--- QUOTED PASSAGE ---

After a few failed attempts to represent geoengineering without editing the model code (e.g., altering the volcanic forcing input file), we realized it was unavoidable. Model development is always a bit of a headache, but it makes you feel like a superhero when everything falls into place. The job was fairly small – just a few lines that culminated in equation 1 from the original paper – but it still took several hours to puzzle through the necessary variable names and header files! Essentially, every timestep the model calculates the forcing from CO2 and reduces incoming solar radiation to offset that, taking changing planetary albedo into account. When we were confident that the code was working correctly, we ran all four RCPs from 2006-2300 with geoengineering turned on. The results were interesting (see below for further discussion) but we had one burning question: what would happen if geoengineering were suddenly turned off?
By this time, having completed several thousand years of model simulations, we realized that we were getting a bit carried away. But nobody else had models in the queue – again, they were all on vacation – so our simulations were running three times faster than normal. Using restart files (written every 100 years) as our starting point, we turned off geoengineering instantaneously for RCPs 6.0 and 8.5, after 100 years as well as 200 years.

--- RECORD EXCERPTS ---

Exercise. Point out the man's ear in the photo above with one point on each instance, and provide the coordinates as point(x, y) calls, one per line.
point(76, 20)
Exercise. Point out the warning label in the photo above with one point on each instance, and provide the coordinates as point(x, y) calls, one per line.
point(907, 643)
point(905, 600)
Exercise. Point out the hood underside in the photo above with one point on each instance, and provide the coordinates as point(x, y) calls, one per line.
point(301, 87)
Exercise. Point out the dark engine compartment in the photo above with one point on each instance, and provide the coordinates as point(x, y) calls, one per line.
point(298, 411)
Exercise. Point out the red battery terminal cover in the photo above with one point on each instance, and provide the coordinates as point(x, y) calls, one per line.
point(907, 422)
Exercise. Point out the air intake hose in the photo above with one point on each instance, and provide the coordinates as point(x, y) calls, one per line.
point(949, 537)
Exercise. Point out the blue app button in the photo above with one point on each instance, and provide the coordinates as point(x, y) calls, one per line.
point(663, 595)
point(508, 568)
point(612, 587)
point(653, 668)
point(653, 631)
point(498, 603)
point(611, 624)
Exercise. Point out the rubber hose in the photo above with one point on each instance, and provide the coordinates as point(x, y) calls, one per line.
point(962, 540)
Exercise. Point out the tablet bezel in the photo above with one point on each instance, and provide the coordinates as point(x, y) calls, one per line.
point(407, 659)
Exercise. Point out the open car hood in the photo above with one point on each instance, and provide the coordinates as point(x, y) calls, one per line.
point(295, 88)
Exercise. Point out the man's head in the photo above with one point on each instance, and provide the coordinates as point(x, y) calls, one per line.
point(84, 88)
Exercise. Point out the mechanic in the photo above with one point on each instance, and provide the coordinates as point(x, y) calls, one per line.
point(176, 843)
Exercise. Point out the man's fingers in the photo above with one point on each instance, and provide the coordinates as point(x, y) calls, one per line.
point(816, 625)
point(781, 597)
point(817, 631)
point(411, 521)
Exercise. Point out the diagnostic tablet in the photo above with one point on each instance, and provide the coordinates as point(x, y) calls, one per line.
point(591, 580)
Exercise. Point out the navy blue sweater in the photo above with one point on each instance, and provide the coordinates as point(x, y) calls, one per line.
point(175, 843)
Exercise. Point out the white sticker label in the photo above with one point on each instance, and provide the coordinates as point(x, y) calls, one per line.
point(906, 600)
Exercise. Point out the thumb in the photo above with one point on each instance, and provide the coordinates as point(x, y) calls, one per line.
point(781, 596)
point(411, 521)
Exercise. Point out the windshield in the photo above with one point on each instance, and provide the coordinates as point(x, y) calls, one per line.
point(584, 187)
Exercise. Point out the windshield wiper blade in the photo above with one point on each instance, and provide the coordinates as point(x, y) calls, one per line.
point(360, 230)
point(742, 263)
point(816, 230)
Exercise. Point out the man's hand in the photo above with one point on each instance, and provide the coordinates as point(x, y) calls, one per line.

---

WORK TO BE COMPLETED. Extend the geoengineering simulation account from the point where it stops. The material has nothing to do with the geoengineering simulation account.

IN RESPONSE.
Results
Similarly to previous experiments, our representation of geoengineering still led to sizable regional climate changes. Although average global temperatures fell down to preindustrial levels, the poles remained warmer than preindustrial while the tropics were cooler:
Also, nearly everywhere on the globe became drier than in preindustrial times. Subtropical areas were particularly hard-hit. I suspect that some of the drying over the Amazon and the Congo is due to deforestation since preindustrial times, though:
Jeremy also made some plots of key one-dimensional variables for RCP8.5, showing the results of no geoengineering (i.e. the regular RCP – yellow), geoengineering for the entire simulation (red), and geoengineering turned off in 2106 (green) or 2206 (blue):
It only took about 20 years for average global temperature to fall back to preindustrial levels. Changes in solar radiation definitely work quickly. Unfortunately, changes in the other direction work quickly too: shutting off geoengineering overnight led to rates of warming up to 5 C / decade, as the climate system finally reacted to all the extra CO2. To put that in perspective, we’re currently warming around 0.2 C / decade, which far surpasses historical climate changes like the Ice Ages.
Sea level rise (due to thermal expansion only – the ice sheet component of the model isn’t yet fully implemented) is directly related to temperature, but changes extremely slowly. When geoengineering is turned off, the reversals in sea level trajectory look more like linear offsets from the regular RCP.
Sea ice area, in contrast, reacts quite quickly to changes in temperature. Note that this data gives annual averages, rather than annual minimums, so we can’t tell when the Arctic Ocean first becomes ice-free. Also, note that sea ice area is declining ever so slightly even with geoengineering – this is because the poles are still warming a little bit, while the tropics cool.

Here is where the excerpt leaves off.